SECCIÓN DEL DOCUMENTO
------------------------------------------------------------------------

Etapa III:Fuente en el desierto

Y vamos a proseguir, con la inteligencia y la fe, la romería por los caminos de la Gracia.

Jesucristo nos la mereció, decíamos, con su redención. Brotó de la cumbre del Gólgota. Y la dejó en el seno de esa Sociedad de la Vida que llamamos la Santa Iglesia Católica. Ella es la dispensadora de los misterios de la Vida.

Y esa Iglesia –depositaria de la Vida, con mayúsculas, de la Gracia- la distribuye sobre las almas a través de una red de canales y acueductos y fuentes, que arrancando del Calvario, donde el Autor de la Vida se hizo padre de los hombres, desparraman esa agua vital sobre todas las parcelas de las almas.

¿Cuáles son esas fuentes de la vida?, preguntas. Son los Sacramentos, instrumentos de la omnipotencia y del Amor de Dios, transmisores de cataratas que, desprendidas del corazón de Cristo, nos inyectan una participación de su divinidad.

------------------------------------------------------------------------

INFORMACIÓN EXTRAÍDA
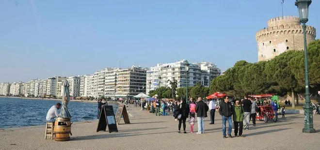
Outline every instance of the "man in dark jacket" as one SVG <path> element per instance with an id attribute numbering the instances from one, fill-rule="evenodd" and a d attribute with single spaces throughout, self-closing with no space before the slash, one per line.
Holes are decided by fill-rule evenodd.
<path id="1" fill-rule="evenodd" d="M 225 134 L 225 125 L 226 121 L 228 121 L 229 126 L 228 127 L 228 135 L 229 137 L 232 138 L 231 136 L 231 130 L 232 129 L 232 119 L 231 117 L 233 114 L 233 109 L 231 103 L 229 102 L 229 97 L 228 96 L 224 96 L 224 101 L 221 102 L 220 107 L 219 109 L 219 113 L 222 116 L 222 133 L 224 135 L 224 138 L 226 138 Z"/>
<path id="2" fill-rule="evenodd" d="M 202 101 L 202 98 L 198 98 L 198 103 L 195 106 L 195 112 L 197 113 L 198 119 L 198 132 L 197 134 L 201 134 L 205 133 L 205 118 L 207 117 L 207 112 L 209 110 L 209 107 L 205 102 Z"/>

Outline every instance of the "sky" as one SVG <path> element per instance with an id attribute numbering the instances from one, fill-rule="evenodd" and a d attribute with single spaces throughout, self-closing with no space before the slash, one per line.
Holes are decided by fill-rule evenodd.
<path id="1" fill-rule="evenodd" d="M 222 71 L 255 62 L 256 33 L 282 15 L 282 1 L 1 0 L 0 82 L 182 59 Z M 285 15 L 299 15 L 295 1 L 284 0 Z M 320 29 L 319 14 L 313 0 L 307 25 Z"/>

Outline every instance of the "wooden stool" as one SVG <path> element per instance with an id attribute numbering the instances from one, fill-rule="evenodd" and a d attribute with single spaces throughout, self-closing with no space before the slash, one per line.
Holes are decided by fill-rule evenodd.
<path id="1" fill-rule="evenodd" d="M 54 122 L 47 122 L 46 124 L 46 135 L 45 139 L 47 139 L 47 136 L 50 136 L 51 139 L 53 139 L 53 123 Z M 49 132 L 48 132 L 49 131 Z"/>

------------------------------------------------------------------------

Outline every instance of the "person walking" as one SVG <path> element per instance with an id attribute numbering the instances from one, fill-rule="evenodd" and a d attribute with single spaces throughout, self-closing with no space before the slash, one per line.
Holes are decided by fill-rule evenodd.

------------------------------------------------------------------------

TAREA 1
Vuelve a escribir el fragmento de la sección del documento que va de "Jesucristo nos la" a "de la Vida." y cambia "Gólgota" por "Calvario".
TAREA 2
Enumera los medios de la red a través de la cual, según la sección del documento, la Iglesia distribuye la Gracia sobre las almas.

RESULTADO CORRECTO 1
Jesucristo nos la mereció, decíamos, con su redención. Brotó de la cumbre del Calvario. Y la dejó en el seno de esa Sociedad de la Vida que llamamos la Santa Iglesia Católica. Ella es la dispensadora de los misterios de la Vida.

RESULTADO CORRECTO 2
Canales, acueductos y fuentes.